----- Task inputs

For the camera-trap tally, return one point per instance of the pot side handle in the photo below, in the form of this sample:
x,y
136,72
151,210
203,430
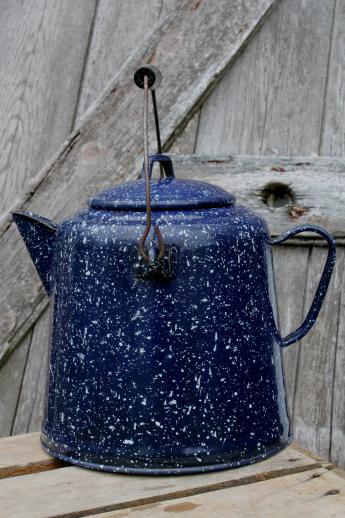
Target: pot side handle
x,y
313,312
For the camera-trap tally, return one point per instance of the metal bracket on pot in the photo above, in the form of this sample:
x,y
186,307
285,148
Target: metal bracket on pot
x,y
149,77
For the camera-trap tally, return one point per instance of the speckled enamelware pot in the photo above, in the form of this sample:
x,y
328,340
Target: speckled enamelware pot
x,y
173,366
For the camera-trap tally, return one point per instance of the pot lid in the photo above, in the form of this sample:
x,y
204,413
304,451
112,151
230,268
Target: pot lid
x,y
169,193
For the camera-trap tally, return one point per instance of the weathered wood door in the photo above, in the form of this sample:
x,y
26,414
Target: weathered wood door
x,y
282,95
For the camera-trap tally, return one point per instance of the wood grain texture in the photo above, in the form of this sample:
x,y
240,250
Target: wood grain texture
x,y
337,453
66,181
318,492
119,27
88,492
333,129
316,361
271,100
33,385
248,176
185,143
10,385
24,454
43,45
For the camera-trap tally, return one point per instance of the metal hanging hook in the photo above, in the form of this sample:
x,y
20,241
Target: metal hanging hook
x,y
146,77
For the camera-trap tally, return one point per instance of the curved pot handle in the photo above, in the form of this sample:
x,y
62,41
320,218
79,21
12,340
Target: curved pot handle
x,y
313,312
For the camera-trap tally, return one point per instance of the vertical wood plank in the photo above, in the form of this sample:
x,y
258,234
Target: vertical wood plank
x,y
43,47
314,390
33,386
11,377
271,100
333,131
290,268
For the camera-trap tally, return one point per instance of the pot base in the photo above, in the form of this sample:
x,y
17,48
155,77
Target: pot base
x,y
185,470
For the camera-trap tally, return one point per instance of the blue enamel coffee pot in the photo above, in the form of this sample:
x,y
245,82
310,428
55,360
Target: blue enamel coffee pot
x,y
165,352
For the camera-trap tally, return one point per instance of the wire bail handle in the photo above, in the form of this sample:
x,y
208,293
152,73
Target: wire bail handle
x,y
148,78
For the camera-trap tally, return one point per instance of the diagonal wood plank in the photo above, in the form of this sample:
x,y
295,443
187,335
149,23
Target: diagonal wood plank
x,y
118,28
43,46
271,100
88,492
103,149
315,493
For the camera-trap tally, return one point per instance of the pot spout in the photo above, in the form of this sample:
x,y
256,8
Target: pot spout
x,y
39,237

----------

- **To do**
Write out all of the records above. Keep them exact and leave out the pictures.

- **Result of this task**
For the camera-trap tally, return one point per instance of the pot side handle in the photo below, in the form of this sample:
x,y
136,72
151,210
203,430
Target: pot side handle
x,y
313,312
For the camera-trap tally, return one point per instance of the metal bracket on pot in the photo above, in the form of this sample:
x,y
186,307
285,148
Target: metal bracket on pot
x,y
149,77
For the camera-trap tally, return one point per instance of the speckled enamelware pot in the photo above, in the form of this sample:
x,y
328,340
Target: speckled enamelware pot
x,y
173,366
For the camera-trap tally, return one point per instance of the pot lid in the photo above, in the form of this sample:
x,y
204,413
304,451
112,151
230,268
Target: pot lid
x,y
169,193
For the camera-trap tally, return one point per instance of the weathered wood door in the photo above, in the form of this sample:
x,y
26,414
Target: weathered wood door
x,y
282,95
For the camera-trap tally, return one point per instance of the wood grain texture in the photo above, in the form of this sample:
x,y
240,250
Target: wood grain texture
x,y
337,453
66,181
318,492
119,27
88,492
333,129
316,361
271,100
33,385
248,176
185,143
10,385
24,454
43,45
For the camera-trap tally, return one point per instance of the metal hanging hook in the photo above, in the form of this sample:
x,y
20,241
Target: metal hanging hook
x,y
146,77
For the camera-trap tally, return one point per instance of the curved pot handle in the photo above, in the form of this sample:
x,y
62,41
320,218
79,21
12,340
Target: curved pot handle
x,y
313,312
For the camera-trap tally, return one point per instance of the vertical wood plank in the photo above, in the form of this sample:
x,y
258,234
Target: vertical wood plank
x,y
43,47
314,390
33,386
11,377
271,100
333,131
290,268
For the camera-trap tally, return one point per instance of the pot base in the photo above, in the form of this sample:
x,y
17,48
155,77
Target: pot base
x,y
185,470
For the camera-trap tally, return one point per instance of the blue enamel coffee pot in the photo above, in the form of this sample:
x,y
245,82
310,428
55,360
Target: blue enamel coffee pot
x,y
165,352
For the camera-trap tally, return one point per instance of the wire bail handle in the photo above, in the form of this sample:
x,y
208,293
152,73
Target: wire bail handle
x,y
148,78
For the camera-trap tally, return one point per instance of the diagonal wood plank in the photo above, in the form of this sample:
x,y
295,443
187,335
149,23
Target: diagonal wood plank
x,y
118,28
43,46
271,100
88,492
103,149
315,493
For the camera-trap tally, return one point per instance of the pot spout in the photo above, in the form of this sample:
x,y
256,8
Target: pot spout
x,y
39,237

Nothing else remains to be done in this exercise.